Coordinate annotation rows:

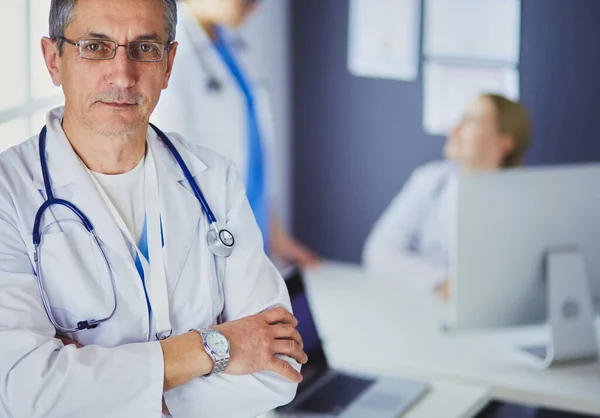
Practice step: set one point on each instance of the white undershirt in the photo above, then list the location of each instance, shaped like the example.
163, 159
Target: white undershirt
126, 192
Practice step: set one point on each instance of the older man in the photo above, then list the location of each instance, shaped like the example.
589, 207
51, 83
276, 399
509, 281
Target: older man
132, 274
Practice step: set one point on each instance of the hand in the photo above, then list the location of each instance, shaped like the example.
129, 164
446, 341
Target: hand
255, 340
67, 341
287, 249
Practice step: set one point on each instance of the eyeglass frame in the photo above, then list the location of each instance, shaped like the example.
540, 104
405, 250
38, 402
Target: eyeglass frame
166, 48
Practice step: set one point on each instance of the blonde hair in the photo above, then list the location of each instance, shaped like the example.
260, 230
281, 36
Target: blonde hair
512, 119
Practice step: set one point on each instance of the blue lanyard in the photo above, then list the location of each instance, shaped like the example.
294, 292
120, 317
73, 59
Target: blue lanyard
255, 183
143, 246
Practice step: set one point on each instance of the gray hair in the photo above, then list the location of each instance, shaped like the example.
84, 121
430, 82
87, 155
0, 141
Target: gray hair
61, 14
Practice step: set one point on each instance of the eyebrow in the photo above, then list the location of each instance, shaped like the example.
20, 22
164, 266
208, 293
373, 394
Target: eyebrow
152, 37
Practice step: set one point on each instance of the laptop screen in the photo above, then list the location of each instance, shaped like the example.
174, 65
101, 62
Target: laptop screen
317, 364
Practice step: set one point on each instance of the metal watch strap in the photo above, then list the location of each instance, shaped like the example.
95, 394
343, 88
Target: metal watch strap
219, 364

WHAT IS ASKED - Can you write out again every line from the one holding "Practice step: set one point on each instance of the gray" through the end of the rows, inclusive, requests included, with each answer coordinate multiplied by 1.8 and rounded to a whole number, halves rounding up? Leave the numbers in the requests and their sample coordinates unchanged.

RESPONSE TO THIS EXERCISE -
Practice step: set one point on each instance of the gray hair in the photo above, then list the location of each instance, shaped like the example.
84, 121
430, 82
87, 155
0, 141
Target: gray hair
110, 25
Practice step: set one point on each instance of the eyebrow in the photo above, then list the location of each instance, shaped like the example.
20, 22
164, 266
208, 293
373, 394
Target: eyebrow
274, 67
Practice step: set one point on each instance of the laptop screen in the photo above, then list the location of each instance, shaped like the example.
174, 65
101, 62
Target: laptop screen
571, 655
Practice step: set one point on each instance of the metal watch strap in the photo above, then list the location of each instance, shaped like the example.
95, 394
343, 88
Target: metal watch strap
394, 655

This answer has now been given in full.